(Data extracted from a collection)
* * * *
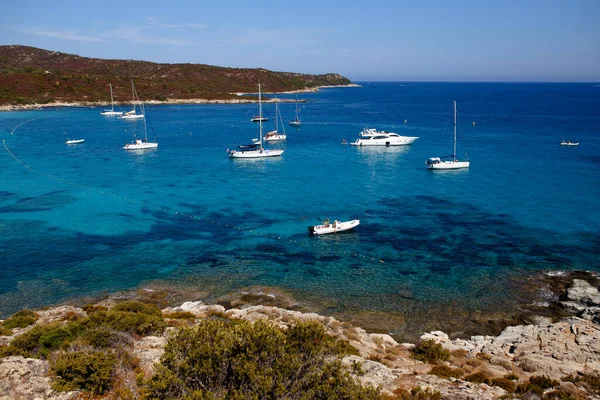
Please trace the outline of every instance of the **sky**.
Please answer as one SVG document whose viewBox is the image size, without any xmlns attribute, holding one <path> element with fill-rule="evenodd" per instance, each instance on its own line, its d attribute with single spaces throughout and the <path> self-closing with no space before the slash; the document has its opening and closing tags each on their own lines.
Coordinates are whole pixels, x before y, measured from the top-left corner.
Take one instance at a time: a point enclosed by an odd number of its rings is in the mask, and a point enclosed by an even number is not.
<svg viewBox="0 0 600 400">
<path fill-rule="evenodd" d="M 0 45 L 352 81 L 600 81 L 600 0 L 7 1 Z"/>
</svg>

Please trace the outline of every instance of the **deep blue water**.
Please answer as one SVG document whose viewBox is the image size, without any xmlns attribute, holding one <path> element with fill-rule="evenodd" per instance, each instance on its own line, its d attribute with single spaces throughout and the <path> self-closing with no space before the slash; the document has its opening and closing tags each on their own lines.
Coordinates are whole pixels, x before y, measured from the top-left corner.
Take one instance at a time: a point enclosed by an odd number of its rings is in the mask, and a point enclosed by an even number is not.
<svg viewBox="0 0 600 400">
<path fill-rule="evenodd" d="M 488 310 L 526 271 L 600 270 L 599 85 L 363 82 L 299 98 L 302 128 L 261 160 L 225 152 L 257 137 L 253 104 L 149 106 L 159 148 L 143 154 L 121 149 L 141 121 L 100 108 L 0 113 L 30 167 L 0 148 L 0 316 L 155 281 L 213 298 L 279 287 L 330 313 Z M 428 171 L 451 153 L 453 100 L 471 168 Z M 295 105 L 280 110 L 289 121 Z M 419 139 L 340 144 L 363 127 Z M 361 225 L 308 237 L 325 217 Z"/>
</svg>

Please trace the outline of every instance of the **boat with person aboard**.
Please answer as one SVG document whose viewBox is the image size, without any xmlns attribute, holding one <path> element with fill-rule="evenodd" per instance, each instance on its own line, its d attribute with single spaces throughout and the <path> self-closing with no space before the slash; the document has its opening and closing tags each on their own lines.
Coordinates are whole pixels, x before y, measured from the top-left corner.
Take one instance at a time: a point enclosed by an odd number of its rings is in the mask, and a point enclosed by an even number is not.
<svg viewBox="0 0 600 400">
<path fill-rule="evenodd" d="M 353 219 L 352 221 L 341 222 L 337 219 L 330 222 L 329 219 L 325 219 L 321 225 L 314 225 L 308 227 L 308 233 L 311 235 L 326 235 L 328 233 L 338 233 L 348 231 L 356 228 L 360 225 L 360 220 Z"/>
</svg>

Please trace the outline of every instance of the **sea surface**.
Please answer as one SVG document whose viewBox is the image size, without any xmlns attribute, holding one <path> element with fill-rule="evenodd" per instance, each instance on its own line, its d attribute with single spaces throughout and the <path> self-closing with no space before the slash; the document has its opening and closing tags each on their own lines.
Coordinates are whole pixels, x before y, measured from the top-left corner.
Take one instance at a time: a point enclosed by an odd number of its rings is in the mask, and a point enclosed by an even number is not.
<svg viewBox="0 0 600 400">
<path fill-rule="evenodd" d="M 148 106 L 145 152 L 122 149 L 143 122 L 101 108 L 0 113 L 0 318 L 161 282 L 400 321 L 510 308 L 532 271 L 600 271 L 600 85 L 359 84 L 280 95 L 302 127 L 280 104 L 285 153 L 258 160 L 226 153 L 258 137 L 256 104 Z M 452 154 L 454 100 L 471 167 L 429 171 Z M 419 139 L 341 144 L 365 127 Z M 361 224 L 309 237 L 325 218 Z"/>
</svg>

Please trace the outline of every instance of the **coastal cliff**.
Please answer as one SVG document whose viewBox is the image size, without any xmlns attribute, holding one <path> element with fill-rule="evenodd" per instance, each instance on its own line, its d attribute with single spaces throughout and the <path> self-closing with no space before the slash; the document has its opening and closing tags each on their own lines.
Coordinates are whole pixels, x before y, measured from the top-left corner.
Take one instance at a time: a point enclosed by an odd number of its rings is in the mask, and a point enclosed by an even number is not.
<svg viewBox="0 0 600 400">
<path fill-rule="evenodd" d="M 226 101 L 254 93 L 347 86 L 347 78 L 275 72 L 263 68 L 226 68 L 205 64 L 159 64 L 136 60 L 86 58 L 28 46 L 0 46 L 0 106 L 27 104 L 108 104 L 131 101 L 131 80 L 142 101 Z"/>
* * * *
▸ **Description of the task**
Every line of the records above must reappear exactly, though the pictures must not.

▸ **Exercise solution**
Please trace the outline of every instance of the **sky**.
Please answer as one SVG document whose viewBox is the image size, without any xmlns attribute, holding one <path> element with fill-rule="evenodd" per instance, each instance on its own line, its d attribute with single spaces throughout and the <path> self-closing with no space before the slash; the document has its opening and closing tags each on their own lines.
Coordinates are whole pixels, x before y, measured from the top-left corner.
Take one instance at a time: a point enclosed by an odd number of its rings is in the mask, and a point enclosed by an even number is not.
<svg viewBox="0 0 600 400">
<path fill-rule="evenodd" d="M 0 45 L 352 81 L 600 81 L 600 0 L 7 1 Z"/>
</svg>

Please trace the outline of every instance of the **deep blue water**.
Please answer as one SVG document whose viewBox is the image size, without any xmlns attribute, holding one <path> element with fill-rule="evenodd" per instance, each instance on its own line, its d attribute with single spaces throughout and the <path> self-closing with no space before the slash; the document has its opening and closing tags each on their own lines.
Coordinates are whole pixels, x before y, measured from the top-left corner.
Take one instance at a time: a point enclosed by an odd number of its rings is in the mask, and a point enclosed by an even number is not.
<svg viewBox="0 0 600 400">
<path fill-rule="evenodd" d="M 488 310 L 526 271 L 600 270 L 599 85 L 363 82 L 299 98 L 302 128 L 261 160 L 225 152 L 257 137 L 253 104 L 149 106 L 159 148 L 143 154 L 121 149 L 141 121 L 100 108 L 0 113 L 30 167 L 0 148 L 0 316 L 155 281 L 213 298 L 279 287 L 330 313 Z M 428 171 L 451 153 L 453 100 L 471 168 Z M 295 105 L 280 110 L 289 121 Z M 419 139 L 340 144 L 363 127 Z M 361 225 L 308 237 L 325 217 Z"/>
</svg>

Please trace the outline of every instance of the **boat with person aboard**.
Please answer as one SVG document whose viewBox is the image size, without any xmlns attribute, holding one <path> element with fill-rule="evenodd" per instance, each instance on its own line, its d attribute with single spaces throughout and the <path> self-closing with no space before the slash; the document has its opening and closing tags each on their own lines.
Coordinates are whole pixels, x before y, measured from the top-left corner.
Take one instance at a time: a point enclosed by an odd number of its rings is in the mask, and a point enclosed by an even number is not.
<svg viewBox="0 0 600 400">
<path fill-rule="evenodd" d="M 353 219 L 352 221 L 341 222 L 337 219 L 330 222 L 329 219 L 325 219 L 321 225 L 314 225 L 308 227 L 308 233 L 311 235 L 326 235 L 328 233 L 338 233 L 348 231 L 356 228 L 360 225 L 360 220 Z"/>
</svg>

Please trace the outline of every instance of the **sea surface**.
Please answer as one SVG document whose viewBox is the image size, without any xmlns attribute, holding one <path> element with fill-rule="evenodd" per instance, each instance on its own line, its d attribute with single spaces throughout and the <path> self-closing with no space before the slash; the document has its opening and closing tags each on their own lines.
Coordinates are whole pixels, x before y, measured from the top-left corner.
Take one instance at a time: a point enclosed by an odd number of its rings is in the mask, and a point enclosed by an even number is not.
<svg viewBox="0 0 600 400">
<path fill-rule="evenodd" d="M 148 106 L 145 152 L 122 149 L 143 122 L 101 108 L 0 113 L 0 318 L 161 282 L 400 321 L 510 308 L 532 271 L 600 271 L 600 85 L 359 84 L 280 95 L 302 127 L 280 104 L 285 153 L 258 160 L 226 153 L 258 137 L 256 104 Z M 452 154 L 454 100 L 471 167 L 429 171 Z M 419 139 L 341 144 L 365 127 Z M 361 224 L 309 237 L 325 218 Z"/>
</svg>

Please trace the outline of every instance of the **coastal cliff**.
Please answer as one SVG document whose viewBox is the image size, without any xmlns attribute, holding one <path> element with fill-rule="evenodd" per instance, each instance on its own line, its d attribute with single spaces throughout and the <path> self-closing with no space before the slash; the document has its opening and closing tags each on their own lines.
Coordinates are whole pixels, x before y, measured from the top-left corner.
Take one instance at a time: a point enclosed by an odd number of its rings is in the mask, and a point enclosed by an even number is not.
<svg viewBox="0 0 600 400">
<path fill-rule="evenodd" d="M 226 101 L 254 93 L 347 86 L 347 78 L 275 72 L 263 68 L 226 68 L 205 64 L 159 64 L 136 60 L 86 58 L 28 46 L 0 46 L 0 106 L 27 104 L 108 104 L 131 101 L 131 80 L 142 101 Z"/>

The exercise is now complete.